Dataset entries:

•••

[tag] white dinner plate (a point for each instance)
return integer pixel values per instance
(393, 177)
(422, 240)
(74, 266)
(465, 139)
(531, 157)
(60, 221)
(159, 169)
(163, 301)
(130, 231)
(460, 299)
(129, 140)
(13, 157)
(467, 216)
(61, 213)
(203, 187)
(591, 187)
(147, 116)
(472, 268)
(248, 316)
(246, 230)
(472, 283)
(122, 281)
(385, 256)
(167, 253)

•••

Prompt.
Exactly as they appear above, copy out all the records.

Solved problem.
[tag] white dinner plate (a point for each instance)
return integer pixel values per instance
(393, 177)
(422, 240)
(74, 266)
(465, 139)
(531, 157)
(60, 221)
(159, 169)
(163, 301)
(130, 231)
(460, 299)
(129, 140)
(13, 157)
(467, 216)
(61, 213)
(203, 187)
(591, 187)
(147, 116)
(472, 268)
(248, 316)
(246, 230)
(472, 283)
(122, 281)
(385, 256)
(167, 253)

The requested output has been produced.